# Exercise requirements
Copy, word for word, the lines from the first one through the line containing "[519,382,734,531]", both ends included.

--- start Supplied material ---

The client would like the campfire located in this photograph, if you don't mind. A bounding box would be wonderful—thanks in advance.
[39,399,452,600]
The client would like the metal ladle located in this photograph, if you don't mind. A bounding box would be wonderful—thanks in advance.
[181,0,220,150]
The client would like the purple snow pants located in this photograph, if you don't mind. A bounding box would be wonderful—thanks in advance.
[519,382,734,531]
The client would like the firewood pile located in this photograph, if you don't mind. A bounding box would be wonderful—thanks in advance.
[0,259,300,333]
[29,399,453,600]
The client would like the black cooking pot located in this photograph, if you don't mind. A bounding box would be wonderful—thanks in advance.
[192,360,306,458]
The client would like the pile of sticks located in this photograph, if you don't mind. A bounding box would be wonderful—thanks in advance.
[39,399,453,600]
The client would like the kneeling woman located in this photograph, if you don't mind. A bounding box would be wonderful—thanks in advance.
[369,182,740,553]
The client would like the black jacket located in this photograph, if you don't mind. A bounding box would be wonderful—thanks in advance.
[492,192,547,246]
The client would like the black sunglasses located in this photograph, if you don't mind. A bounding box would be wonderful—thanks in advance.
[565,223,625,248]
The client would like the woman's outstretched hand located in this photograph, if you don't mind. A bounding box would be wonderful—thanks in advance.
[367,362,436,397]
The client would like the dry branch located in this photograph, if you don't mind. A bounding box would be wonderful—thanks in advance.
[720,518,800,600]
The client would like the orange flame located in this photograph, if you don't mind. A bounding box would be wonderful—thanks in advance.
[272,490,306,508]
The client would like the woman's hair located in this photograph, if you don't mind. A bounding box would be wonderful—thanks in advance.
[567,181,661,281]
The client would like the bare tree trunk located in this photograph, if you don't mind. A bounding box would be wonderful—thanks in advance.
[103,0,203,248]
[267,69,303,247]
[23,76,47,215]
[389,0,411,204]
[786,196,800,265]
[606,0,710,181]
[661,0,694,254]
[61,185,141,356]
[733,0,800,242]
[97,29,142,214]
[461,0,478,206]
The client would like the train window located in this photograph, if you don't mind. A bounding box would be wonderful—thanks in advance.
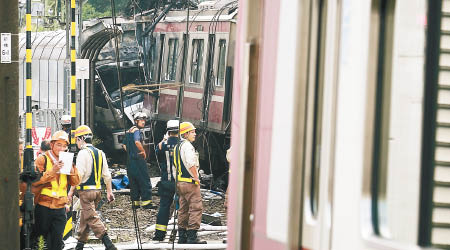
[189,39,203,84]
[166,38,178,81]
[148,37,157,81]
[216,39,227,86]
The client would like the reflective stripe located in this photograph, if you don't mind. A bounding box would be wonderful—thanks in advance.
[156,224,167,231]
[173,143,198,184]
[41,155,67,198]
[77,186,100,190]
[141,200,152,206]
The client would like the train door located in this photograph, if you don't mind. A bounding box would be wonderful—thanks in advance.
[203,32,230,131]
[158,32,183,120]
[331,0,449,250]
[182,32,208,124]
[419,0,450,249]
[298,0,340,249]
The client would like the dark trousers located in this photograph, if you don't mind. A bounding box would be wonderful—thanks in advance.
[34,204,66,250]
[156,181,175,231]
[127,159,152,202]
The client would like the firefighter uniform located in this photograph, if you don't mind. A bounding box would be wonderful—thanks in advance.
[125,126,154,208]
[153,136,179,241]
[174,122,206,244]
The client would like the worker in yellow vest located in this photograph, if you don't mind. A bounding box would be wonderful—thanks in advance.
[69,125,117,250]
[33,130,80,250]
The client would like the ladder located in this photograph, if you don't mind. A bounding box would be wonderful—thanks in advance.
[431,0,450,249]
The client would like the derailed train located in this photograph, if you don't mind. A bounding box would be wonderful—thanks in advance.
[20,1,238,188]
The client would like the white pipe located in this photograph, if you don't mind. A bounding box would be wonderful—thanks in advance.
[116,243,227,250]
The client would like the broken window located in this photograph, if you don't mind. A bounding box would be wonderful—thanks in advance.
[166,38,178,81]
[216,39,227,86]
[189,39,203,83]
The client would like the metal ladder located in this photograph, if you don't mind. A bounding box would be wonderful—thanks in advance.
[431,0,450,249]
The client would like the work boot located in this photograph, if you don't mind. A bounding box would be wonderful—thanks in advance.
[153,230,166,241]
[75,241,84,250]
[141,202,158,209]
[178,228,187,244]
[186,230,206,244]
[102,233,117,250]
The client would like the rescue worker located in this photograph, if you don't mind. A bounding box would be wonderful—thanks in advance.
[174,122,206,244]
[153,120,180,241]
[123,112,156,209]
[32,130,80,250]
[61,115,72,135]
[69,125,117,250]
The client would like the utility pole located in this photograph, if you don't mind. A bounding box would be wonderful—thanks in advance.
[0,0,20,249]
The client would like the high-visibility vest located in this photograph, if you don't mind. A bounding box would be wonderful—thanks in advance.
[41,155,67,198]
[77,146,103,190]
[173,141,198,184]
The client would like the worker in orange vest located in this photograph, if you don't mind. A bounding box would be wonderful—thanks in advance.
[32,130,80,250]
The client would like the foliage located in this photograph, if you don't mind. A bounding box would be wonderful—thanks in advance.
[37,235,45,250]
[82,0,128,20]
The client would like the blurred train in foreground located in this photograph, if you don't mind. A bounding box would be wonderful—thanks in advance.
[228,0,450,250]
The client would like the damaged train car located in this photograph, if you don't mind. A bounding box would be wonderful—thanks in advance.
[80,1,238,187]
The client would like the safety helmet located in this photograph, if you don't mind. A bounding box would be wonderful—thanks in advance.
[180,122,195,135]
[134,112,147,120]
[50,130,70,144]
[61,115,72,125]
[75,125,92,137]
[167,120,180,131]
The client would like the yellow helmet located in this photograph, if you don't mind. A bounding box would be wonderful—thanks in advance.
[75,125,92,137]
[50,130,70,144]
[61,115,72,125]
[180,122,195,135]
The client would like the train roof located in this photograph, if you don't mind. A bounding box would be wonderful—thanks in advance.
[19,30,66,61]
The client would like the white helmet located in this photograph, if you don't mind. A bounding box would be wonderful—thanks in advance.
[167,120,180,131]
[134,112,147,121]
[61,115,72,125]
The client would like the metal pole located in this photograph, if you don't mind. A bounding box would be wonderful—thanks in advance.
[0,0,20,249]
[69,0,77,148]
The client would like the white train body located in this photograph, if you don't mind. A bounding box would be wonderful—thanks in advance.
[228,0,450,250]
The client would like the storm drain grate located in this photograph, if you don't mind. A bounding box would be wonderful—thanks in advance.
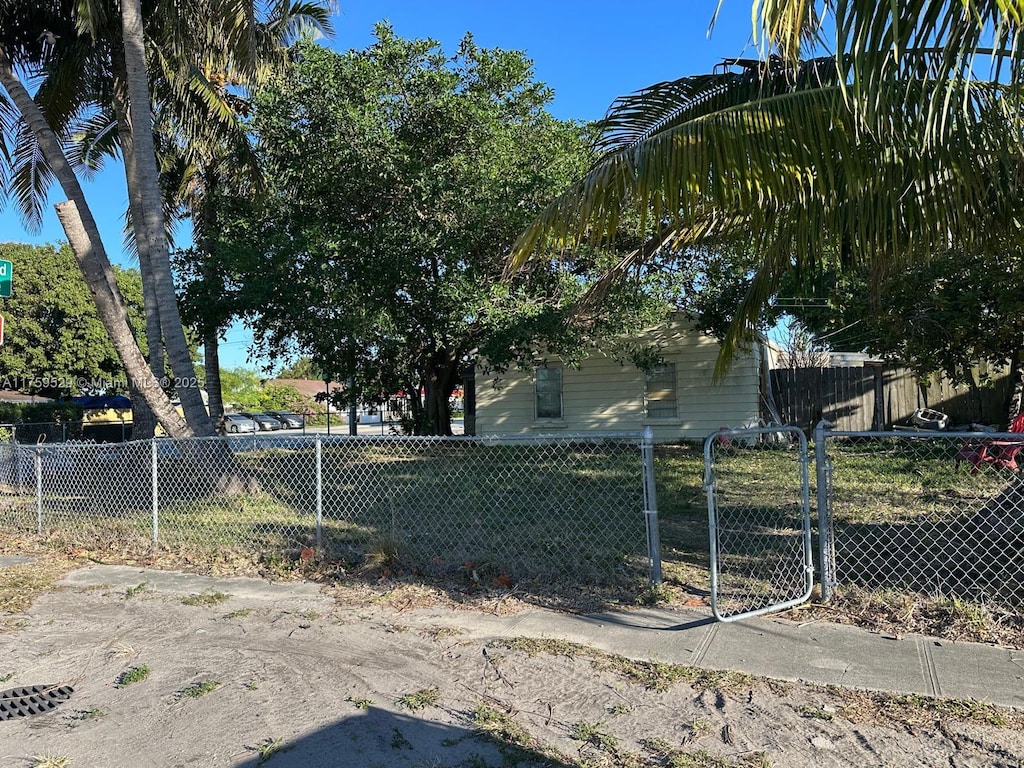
[0,685,75,720]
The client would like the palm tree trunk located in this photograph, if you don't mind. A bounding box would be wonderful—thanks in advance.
[111,46,167,439]
[121,0,215,436]
[203,329,224,424]
[0,52,191,437]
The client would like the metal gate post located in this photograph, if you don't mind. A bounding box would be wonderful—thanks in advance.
[640,427,662,586]
[35,445,43,534]
[150,437,159,544]
[814,419,836,601]
[313,435,324,551]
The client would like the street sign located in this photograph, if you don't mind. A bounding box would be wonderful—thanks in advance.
[0,259,14,299]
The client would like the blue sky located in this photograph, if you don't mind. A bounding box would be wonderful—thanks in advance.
[0,0,755,368]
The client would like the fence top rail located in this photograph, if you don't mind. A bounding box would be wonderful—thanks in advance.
[19,432,647,453]
[822,429,1024,442]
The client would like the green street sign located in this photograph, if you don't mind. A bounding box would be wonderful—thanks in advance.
[0,259,14,299]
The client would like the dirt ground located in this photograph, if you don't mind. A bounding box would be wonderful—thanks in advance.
[0,569,1024,768]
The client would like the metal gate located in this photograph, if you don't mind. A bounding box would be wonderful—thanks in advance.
[705,427,814,622]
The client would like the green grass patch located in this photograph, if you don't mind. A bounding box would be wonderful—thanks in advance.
[114,664,150,688]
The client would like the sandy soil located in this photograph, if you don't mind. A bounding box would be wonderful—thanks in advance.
[0,573,1024,768]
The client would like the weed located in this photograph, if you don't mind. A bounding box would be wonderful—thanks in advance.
[114,664,150,688]
[32,755,71,768]
[181,592,231,607]
[470,701,562,766]
[604,703,633,715]
[398,688,441,712]
[420,627,462,643]
[636,584,672,605]
[490,637,754,693]
[68,707,106,728]
[797,705,836,723]
[177,680,220,701]
[256,736,285,765]
[125,582,148,600]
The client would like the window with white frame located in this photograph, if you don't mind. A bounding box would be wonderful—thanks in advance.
[644,362,679,419]
[534,368,562,419]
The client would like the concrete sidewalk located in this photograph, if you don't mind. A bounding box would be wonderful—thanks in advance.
[403,608,1024,709]
[59,565,1024,709]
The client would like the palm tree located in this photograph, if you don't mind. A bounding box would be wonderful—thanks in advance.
[1,0,328,434]
[0,45,188,436]
[510,14,1022,374]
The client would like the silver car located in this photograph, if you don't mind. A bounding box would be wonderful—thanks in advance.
[242,413,284,432]
[221,414,259,434]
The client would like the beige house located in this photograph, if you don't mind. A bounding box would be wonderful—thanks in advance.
[475,319,767,442]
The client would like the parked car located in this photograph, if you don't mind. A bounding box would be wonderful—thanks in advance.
[221,414,259,434]
[266,411,305,429]
[242,414,284,432]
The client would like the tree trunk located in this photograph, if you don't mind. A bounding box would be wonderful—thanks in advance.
[111,46,167,409]
[1007,349,1024,429]
[0,53,191,437]
[203,329,224,424]
[121,0,215,435]
[128,380,157,440]
[423,359,458,436]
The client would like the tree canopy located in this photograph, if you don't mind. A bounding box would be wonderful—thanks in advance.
[0,243,145,397]
[218,25,657,433]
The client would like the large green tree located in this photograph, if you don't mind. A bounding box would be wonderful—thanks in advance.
[0,2,188,434]
[0,243,151,397]
[231,30,651,434]
[0,0,326,434]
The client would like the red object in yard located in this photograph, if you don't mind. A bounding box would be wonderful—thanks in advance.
[956,414,1024,474]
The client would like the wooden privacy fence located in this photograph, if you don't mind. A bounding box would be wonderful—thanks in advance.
[770,365,1012,431]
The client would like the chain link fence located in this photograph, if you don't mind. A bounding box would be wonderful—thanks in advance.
[706,426,1024,626]
[818,431,1024,612]
[705,428,811,621]
[0,433,659,584]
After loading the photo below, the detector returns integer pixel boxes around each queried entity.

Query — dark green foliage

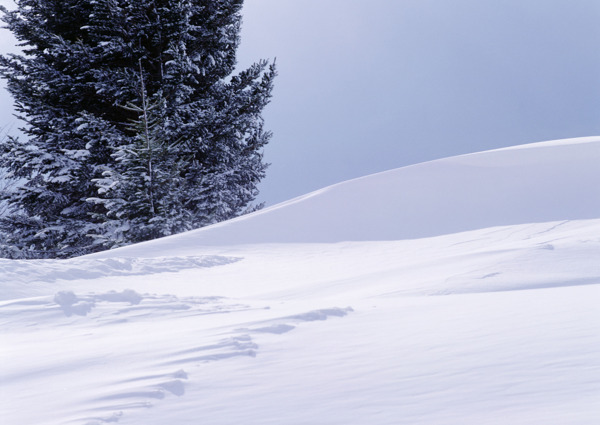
[0,0,275,257]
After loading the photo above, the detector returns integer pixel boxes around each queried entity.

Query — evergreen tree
[0,0,276,257]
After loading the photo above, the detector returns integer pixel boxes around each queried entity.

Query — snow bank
[90,137,600,256]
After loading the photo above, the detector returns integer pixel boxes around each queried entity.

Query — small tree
[0,0,276,257]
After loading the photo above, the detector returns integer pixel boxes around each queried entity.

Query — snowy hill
[0,138,600,425]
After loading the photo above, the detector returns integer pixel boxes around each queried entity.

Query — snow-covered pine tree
[0,0,276,257]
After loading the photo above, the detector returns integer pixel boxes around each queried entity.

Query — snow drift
[89,137,600,256]
[0,138,600,425]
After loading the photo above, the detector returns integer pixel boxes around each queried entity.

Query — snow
[0,138,600,425]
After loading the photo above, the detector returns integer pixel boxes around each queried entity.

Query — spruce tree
[0,0,276,258]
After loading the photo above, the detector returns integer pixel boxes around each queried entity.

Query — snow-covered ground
[0,138,600,425]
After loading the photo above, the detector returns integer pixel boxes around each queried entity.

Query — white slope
[0,138,600,425]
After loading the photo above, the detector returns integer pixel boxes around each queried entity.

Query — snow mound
[92,137,600,255]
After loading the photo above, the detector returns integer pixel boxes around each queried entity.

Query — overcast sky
[0,0,600,204]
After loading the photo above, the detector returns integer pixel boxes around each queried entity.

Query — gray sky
[0,0,600,204]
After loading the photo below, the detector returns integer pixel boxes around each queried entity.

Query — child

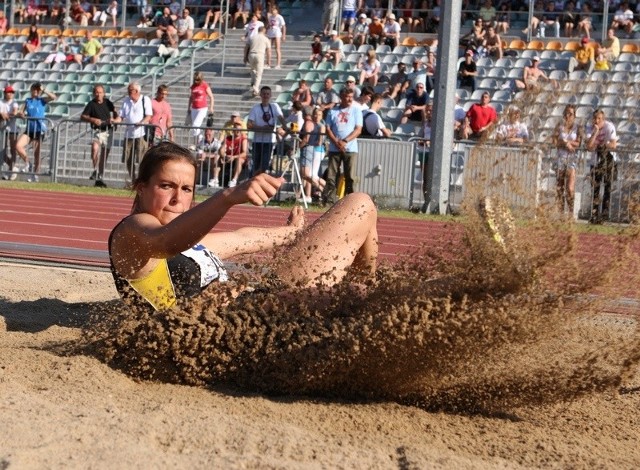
[309,34,322,69]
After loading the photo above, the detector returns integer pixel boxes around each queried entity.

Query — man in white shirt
[587,109,618,224]
[114,82,153,181]
[176,8,195,40]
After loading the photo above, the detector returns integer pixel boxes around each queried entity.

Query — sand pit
[0,235,640,469]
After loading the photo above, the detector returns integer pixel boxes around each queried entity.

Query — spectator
[93,0,118,28]
[478,0,498,29]
[495,1,511,35]
[353,85,375,111]
[367,14,384,47]
[220,122,248,188]
[340,0,360,31]
[611,2,635,34]
[384,62,410,103]
[202,0,222,30]
[0,85,20,181]
[149,84,174,145]
[300,106,327,202]
[220,111,247,140]
[382,13,400,49]
[578,2,593,39]
[461,91,498,140]
[569,37,595,73]
[515,55,549,90]
[69,0,93,26]
[22,24,40,56]
[351,13,369,47]
[316,77,340,118]
[560,0,580,38]
[309,34,324,69]
[540,0,561,38]
[247,86,289,176]
[484,26,502,59]
[602,28,620,62]
[73,29,104,64]
[593,46,611,70]
[245,26,271,97]
[44,33,69,67]
[324,29,344,66]
[176,8,196,40]
[358,49,380,87]
[496,106,529,145]
[0,10,9,34]
[116,82,153,181]
[231,0,250,29]
[155,7,175,39]
[344,75,362,100]
[458,49,478,93]
[80,85,118,188]
[196,127,222,188]
[158,28,178,62]
[267,5,287,69]
[360,93,391,138]
[16,83,56,183]
[400,83,429,124]
[187,71,214,136]
[551,104,582,216]
[322,0,340,36]
[586,109,618,224]
[80,85,118,188]
[398,0,421,33]
[291,79,313,106]
[322,87,362,204]
[49,0,67,25]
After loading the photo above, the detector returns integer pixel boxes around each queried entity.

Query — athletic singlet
[109,219,229,310]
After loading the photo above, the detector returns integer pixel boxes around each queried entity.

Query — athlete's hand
[225,173,284,206]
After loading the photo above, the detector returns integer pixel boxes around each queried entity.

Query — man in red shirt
[461,91,498,140]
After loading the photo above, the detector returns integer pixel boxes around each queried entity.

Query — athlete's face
[138,161,196,225]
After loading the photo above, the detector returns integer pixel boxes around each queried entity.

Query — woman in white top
[267,5,287,69]
[552,104,582,214]
[360,49,380,87]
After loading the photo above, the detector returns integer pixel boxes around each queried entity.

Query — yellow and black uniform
[109,218,229,310]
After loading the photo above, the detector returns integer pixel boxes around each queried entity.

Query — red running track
[0,188,452,267]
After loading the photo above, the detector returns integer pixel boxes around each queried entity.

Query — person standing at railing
[187,71,214,136]
[16,83,56,183]
[587,109,618,224]
[149,84,173,143]
[247,86,289,176]
[551,104,583,216]
[322,87,362,204]
[80,85,118,188]
[116,82,153,181]
[0,85,20,181]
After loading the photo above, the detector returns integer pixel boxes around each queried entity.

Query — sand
[0,246,640,469]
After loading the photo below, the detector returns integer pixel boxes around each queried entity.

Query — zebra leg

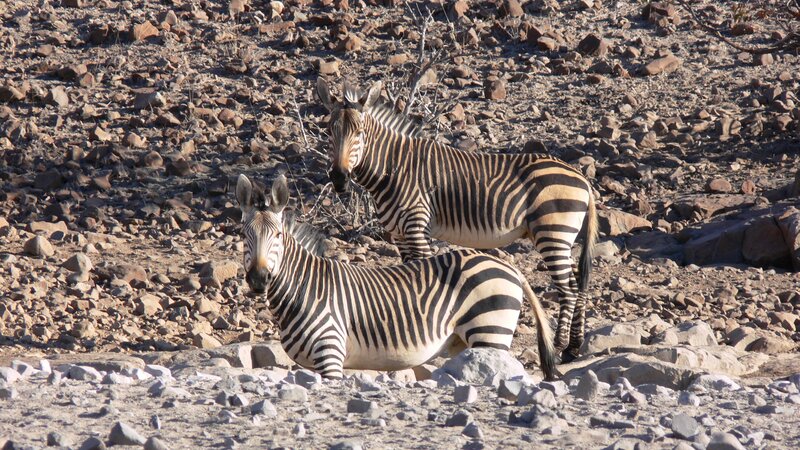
[561,292,586,362]
[311,338,345,378]
[535,238,578,362]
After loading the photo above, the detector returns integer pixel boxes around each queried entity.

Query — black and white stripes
[317,79,597,359]
[236,175,555,378]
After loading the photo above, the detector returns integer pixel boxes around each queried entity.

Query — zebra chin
[328,169,350,194]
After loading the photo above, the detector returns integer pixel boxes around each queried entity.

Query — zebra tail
[520,277,560,381]
[578,193,597,292]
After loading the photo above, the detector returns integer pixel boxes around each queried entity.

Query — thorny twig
[677,0,800,55]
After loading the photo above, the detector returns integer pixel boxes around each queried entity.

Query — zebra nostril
[328,169,348,192]
[244,268,267,294]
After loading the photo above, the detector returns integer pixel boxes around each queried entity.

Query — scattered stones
[672,413,700,439]
[25,236,55,258]
[642,55,683,75]
[440,348,527,387]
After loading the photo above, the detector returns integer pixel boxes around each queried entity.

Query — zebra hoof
[561,349,578,364]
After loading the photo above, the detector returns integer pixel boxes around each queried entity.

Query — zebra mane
[344,83,423,137]
[283,211,326,258]
[253,181,326,258]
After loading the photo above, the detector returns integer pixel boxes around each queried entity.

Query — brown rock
[315,59,339,77]
[777,207,800,272]
[706,178,733,193]
[597,209,653,236]
[536,36,558,52]
[483,79,506,100]
[113,264,147,283]
[741,180,756,195]
[28,221,69,236]
[450,0,469,18]
[742,216,791,267]
[131,21,159,42]
[24,236,55,258]
[200,260,239,284]
[336,33,364,53]
[386,53,409,66]
[142,151,164,169]
[500,0,525,17]
[122,132,147,148]
[58,64,89,81]
[192,333,222,349]
[578,33,609,56]
[134,294,162,317]
[753,53,775,66]
[89,126,112,142]
[642,55,683,75]
[642,2,678,20]
[769,311,800,332]
[731,22,756,36]
[0,85,25,103]
[45,86,69,108]
[78,72,95,87]
[133,91,167,109]
[61,253,94,273]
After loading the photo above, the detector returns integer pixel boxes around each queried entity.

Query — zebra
[316,77,597,362]
[236,174,556,379]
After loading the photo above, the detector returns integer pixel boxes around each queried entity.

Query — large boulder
[434,348,528,388]
[777,207,800,272]
[742,216,791,267]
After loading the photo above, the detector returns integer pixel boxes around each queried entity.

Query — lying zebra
[236,175,555,379]
[317,78,597,362]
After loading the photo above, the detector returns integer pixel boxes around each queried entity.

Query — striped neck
[266,233,326,329]
[352,114,412,191]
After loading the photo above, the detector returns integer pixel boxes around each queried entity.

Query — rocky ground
[0,0,800,448]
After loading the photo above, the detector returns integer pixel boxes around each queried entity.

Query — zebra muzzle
[328,168,350,192]
[245,267,269,294]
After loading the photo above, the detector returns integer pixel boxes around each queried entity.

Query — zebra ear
[236,174,253,209]
[344,80,361,108]
[359,81,383,108]
[269,175,289,214]
[317,77,333,111]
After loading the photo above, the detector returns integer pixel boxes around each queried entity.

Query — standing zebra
[317,78,597,361]
[236,175,555,379]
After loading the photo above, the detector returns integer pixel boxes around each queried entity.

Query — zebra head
[317,78,382,192]
[236,175,289,294]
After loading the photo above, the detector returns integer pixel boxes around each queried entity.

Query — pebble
[706,432,745,450]
[453,385,478,403]
[444,409,472,427]
[108,422,146,445]
[278,384,308,402]
[672,413,700,439]
[461,422,483,439]
[575,370,600,401]
[144,436,169,450]
[24,236,55,258]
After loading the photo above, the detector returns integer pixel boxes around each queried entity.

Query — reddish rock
[131,21,159,42]
[742,216,791,267]
[597,209,653,236]
[777,207,800,272]
[642,55,683,75]
[578,33,609,56]
[483,80,506,100]
[706,178,733,193]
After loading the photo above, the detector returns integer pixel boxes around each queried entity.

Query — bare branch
[677,0,800,55]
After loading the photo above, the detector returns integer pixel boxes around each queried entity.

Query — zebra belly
[344,339,454,370]
[431,224,528,248]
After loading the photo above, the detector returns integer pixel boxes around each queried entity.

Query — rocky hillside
[0,0,800,448]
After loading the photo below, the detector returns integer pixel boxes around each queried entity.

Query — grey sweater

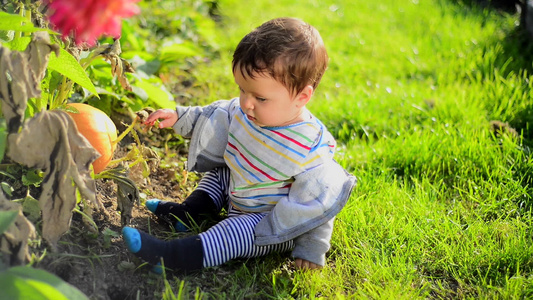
[173,98,356,266]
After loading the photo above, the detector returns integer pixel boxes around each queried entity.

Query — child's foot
[144,199,189,232]
[122,226,203,271]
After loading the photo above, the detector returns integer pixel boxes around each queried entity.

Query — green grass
[162,0,533,299]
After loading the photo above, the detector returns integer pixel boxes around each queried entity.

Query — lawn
[177,0,533,299]
[0,0,533,299]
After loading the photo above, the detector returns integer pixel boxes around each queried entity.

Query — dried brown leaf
[0,32,59,133]
[8,110,101,248]
[0,191,35,265]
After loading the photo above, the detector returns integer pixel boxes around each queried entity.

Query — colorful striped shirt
[224,108,336,212]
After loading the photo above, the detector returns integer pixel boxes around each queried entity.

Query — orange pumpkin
[67,103,117,174]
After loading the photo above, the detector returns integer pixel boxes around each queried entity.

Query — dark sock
[122,227,203,271]
[154,190,218,227]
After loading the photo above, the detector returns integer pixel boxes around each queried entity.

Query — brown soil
[30,122,206,300]
[7,115,288,300]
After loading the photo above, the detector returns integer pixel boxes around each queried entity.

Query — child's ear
[296,85,315,106]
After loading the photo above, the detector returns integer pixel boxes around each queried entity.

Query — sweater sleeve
[292,218,335,266]
[173,98,238,172]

--- end Supplied material ---

# Solved exercise
The client would like the campfire located in this photograph, if you don't mind. A bounding box would be wonderful—thanks in advance.
[39,399,452,600]
The client would like the metal ladle located in this photograph, if you don't mind. A bounding box would be wonderful—thanks in advance.
[181,0,220,150]
The client would like the purple snow pants located in this photograph, if you don't mind. A bounding box would be wonderful—thanks in advance.
[519,382,734,531]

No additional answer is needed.